**EXERCISE REQUIREMENTS**
Output each entry below as it stands, leaving out every picture.

**Point localization data**

--------------------

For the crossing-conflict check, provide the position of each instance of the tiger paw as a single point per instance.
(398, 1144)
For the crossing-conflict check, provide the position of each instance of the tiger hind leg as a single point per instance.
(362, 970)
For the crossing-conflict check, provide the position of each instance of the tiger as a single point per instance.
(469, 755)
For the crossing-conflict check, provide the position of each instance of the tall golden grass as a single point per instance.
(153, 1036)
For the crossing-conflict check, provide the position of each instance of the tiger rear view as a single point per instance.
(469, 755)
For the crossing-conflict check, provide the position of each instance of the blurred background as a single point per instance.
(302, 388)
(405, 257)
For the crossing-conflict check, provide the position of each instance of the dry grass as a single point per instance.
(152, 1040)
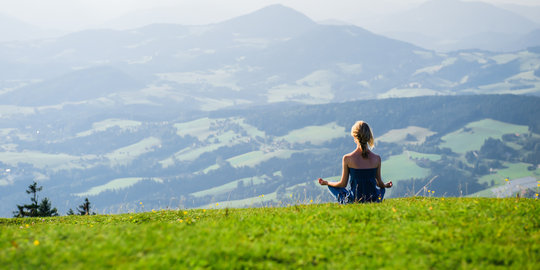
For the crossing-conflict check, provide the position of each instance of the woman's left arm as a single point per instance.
(380, 183)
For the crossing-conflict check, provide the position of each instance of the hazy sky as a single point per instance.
(77, 14)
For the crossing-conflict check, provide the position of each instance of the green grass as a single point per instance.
(231, 186)
(399, 135)
(408, 233)
(253, 158)
(400, 167)
(116, 184)
(316, 135)
(513, 171)
(462, 141)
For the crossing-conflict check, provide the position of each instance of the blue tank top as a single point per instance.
(363, 184)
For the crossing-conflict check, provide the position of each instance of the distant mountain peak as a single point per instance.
(271, 21)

--------------------

**EXERCISE RESPONSE**
For the crossing-conflict check, provide the position of each instance of the tiger paw as a single point per instance.
(398, 1144)
For the crossing-conflict check, provide the position of each instance of the tiger hind leg as a single point per instance.
(362, 970)
For the crossing-conflict check, provide the position of each instance of the tiger as a single point per instance.
(469, 755)
For the crossing-conflict check, provide the position of each instance of the tall golden grass as a single point per instance.
(153, 1036)
For the crossing-conflict check, provide the position of each instance of the tiger rear view as a single point per instance.
(469, 755)
For the crossing-conflict check, provide the position of each instance of the blurred background as a single point per instance.
(302, 388)
(405, 257)
For the crossing-conflict check, provide the position of each instance of the dry grass as a single point per instance.
(152, 1040)
For the crossing-conflict check, provide the position of each instance of the woman's left arm as a single point per instance.
(380, 183)
For the crossing-conflict check, provide the position of each instance of the hazy sky as a single point per instance.
(77, 14)
For the crossing-conflict check, provide the position of each instance of the green grass as a single point per instance.
(231, 186)
(399, 135)
(408, 233)
(253, 158)
(400, 167)
(116, 184)
(316, 135)
(513, 171)
(462, 141)
For the crossing-conflict check, provide the position of each instance of the blue tank top as a single point per instance.
(363, 184)
For the crossing-conflict check, provide the position of each instance of the distant mountain peak as a single point per instance.
(271, 21)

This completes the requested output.